“Tu e tutti quelli come te, come mio padre, come la brava gente che ha fatto finta di niente ed è sempre stata al suo posto. Nessuno è innocente dopo vent’anni di dittatura; nessuno si salva dopo una guerra così”.
In questo dialogo tra partigiani, risiede uno dei nuclei di significato più importanti di Morire il 25 aprile, primo romanzo del teorico della letteratura Federico Bertoni, circa l’azione umana all’interno della storia.
Docente presso l’Università di Bologna, lo studio di Bertoni si è concentrato negli anni sulla storia e sulla letteratura della Resistenza, e trova ora in questo romanzo una messa in pratica che nasce anche da una vicenda personale, cioè dal legame con il partigiano Vincenzo Sutti, “Farfalli no”, il Julien del romanzo, morto il 25 aprile del 2003. Le vicende raccontate da Bertoni si snodano su due diverse linee temporali: il narratore e protagonista della storia, che si muove nei primi anni del nuovo millennio, non riesce a sopire le domande essenziali sulle vicende della Resistenza ma soprattutto sulla convivenza con il regime fascista:
“Voi che cosa fareste? Anzi, provate a chiedervelo: che cosa avete fatto?”. Per tentare di rispondere a questa interrogazione il protagonista studia la storia dei partigiani e il loro eroismo.
In particolare il narratore andrà in cerca della verità su Julien, protagonista della storia narrata nel passato e leggendario comandante partigiano, tentando di ricostruire una oscura storia di violenza nei confronti della sua famiglia. Nell’alternarsi dei momenti narrativi, sorge uno scontro ideale tra i due protagonisti sulle modalità attraverso le quali è possibile partecipare alla storia: se infatti durante gli anni di Julien una partecipazione attiva, o quantomeno la sua illusione, era possibile perché direttamente chiamati in causa, nella contemporaneità l’uomo è relegato ad una posizione passiva perché i fatti storici assumono un carattere fumoso e inafferrabile nel quale è assai difficile ancorare degli ideali collettivi.
Emblematica da questo punto di vista la scena in cui il protagonista viene a conoscenza dell’inizio dei bombardamenti ordinati dagli Stati Uniti in Afghanistan: la notizia viene appresa da una televisione accesa durante un atto sessuale e nonostante i tentativi di resistenza del protagonista, il momento erotico supera questo interesse: “Hanno attaccato l’Afghanistan. Gli americani. Stanno bombardando da ore. E noi eravamo qui a ballare Il tempo delle mele!È scoppiata la guerra! E qui nessuno sapeva niente!”. C’è in realtà nel romanzo un terzo periodo storico che, non direttamente presente nella narrazione, fa comunque più volte capolino: sono gli anni ottanta all’interno dei quali Bertoni individua parte della degenerazione presente, con la scomparsa degli ideali e una memoria che inizia a farsi sempre più breve. Non che gli anni ottanta siano privi di fatti storici fondamentali, ma il cambio di verso sta nel fatto che tali mutamenti non acquisiscono più un ruolo primario, ma diventano un sottofondo su cui scorrono le vite individuali.

### Dati
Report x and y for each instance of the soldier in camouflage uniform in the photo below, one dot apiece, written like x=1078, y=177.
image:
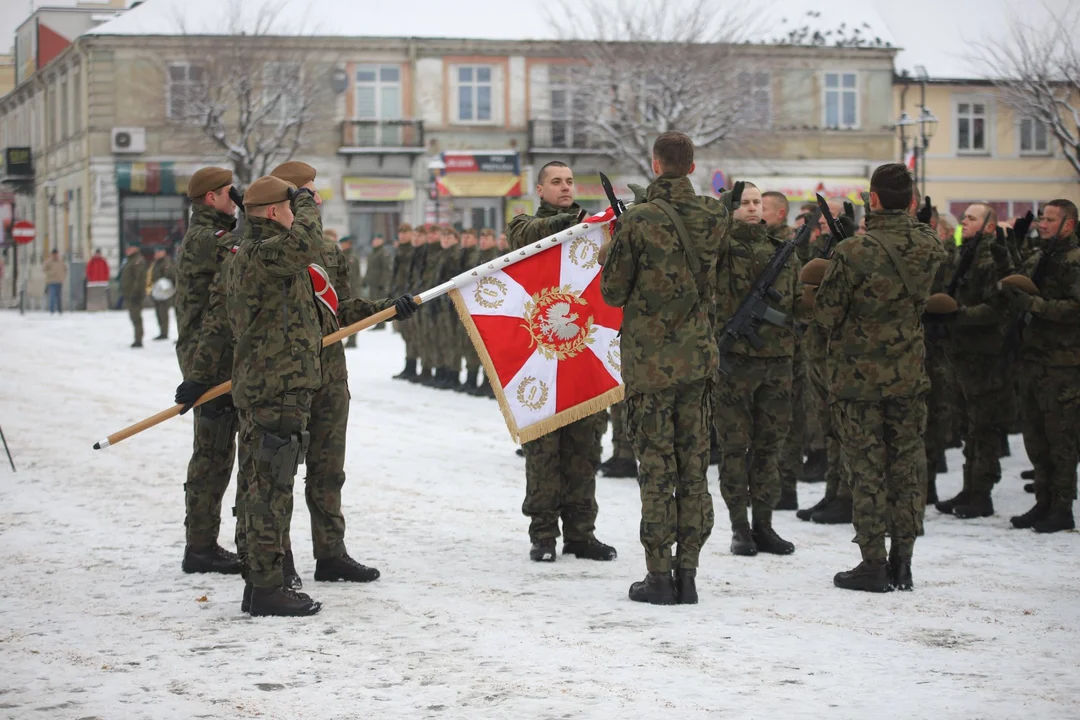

### Esercizio assegnato 1
Stabilisci se le affermazioni seguenti concordano con il brano su Morire il 25 aprile. Rispondi sì o no a ciascuna e cita tra virgolette le parole del brano che lo decidono.
(a) Federico Bertoni insegna all'Università di Bologna.
(b) Il protagonista apprende dei bombardamenti in Afghanistan ascoltando la radio.
(c) Morire il 25 aprile è il secondo romanzo di Bertoni.
### Esercizio assegnato 2
Prosegui il brano su Morire il 25 aprile dopo la sua ultima frase.
Il materiale riportato è distinto dal brano e va tenuto a parte.

### Risposta finale 1
(a) Sì: «Docente presso l’Università di Bologna».
(b) No: «la notizia viene appresa da una televisione accesa durante un atto sessuale».
(c) No: «primo romanzo del teorico della letteratura Federico Bertoni».

### Risposta finale 2
Durante una serata mondana in cui si trova suo malgrado, il protagonista e una donna, che incontra dopo anni e che adesso può dargli informazioni necessarie per la ricostruzione della vicenda di Julien, iniziano ad elencare i fatti storici di quel decennio, nominando la strage della stazione di Bologna, Ustica, la morte dei tifosi juventini all’Heysel, il terremoto in Irpinia, Cernobyl, lo sviluppo dell’AIDS, il referendum sull’aborto, gli attentati al Papa e a Reagan e molti altri avvenimenti. Alla fine del gioco i due si chiedono, con un’interrogazione che in realtà si fa collettiva e che riguarda tutta una generazione, dove erano in quegli anni, perché sono “successe un sacco di cose” che tendono a contrastare l’etichetta di “disimpegno e yuppies” che al decennio è stata appiccicata: “è una cosa strana, una specie di scollamento tra noi e gli eventi.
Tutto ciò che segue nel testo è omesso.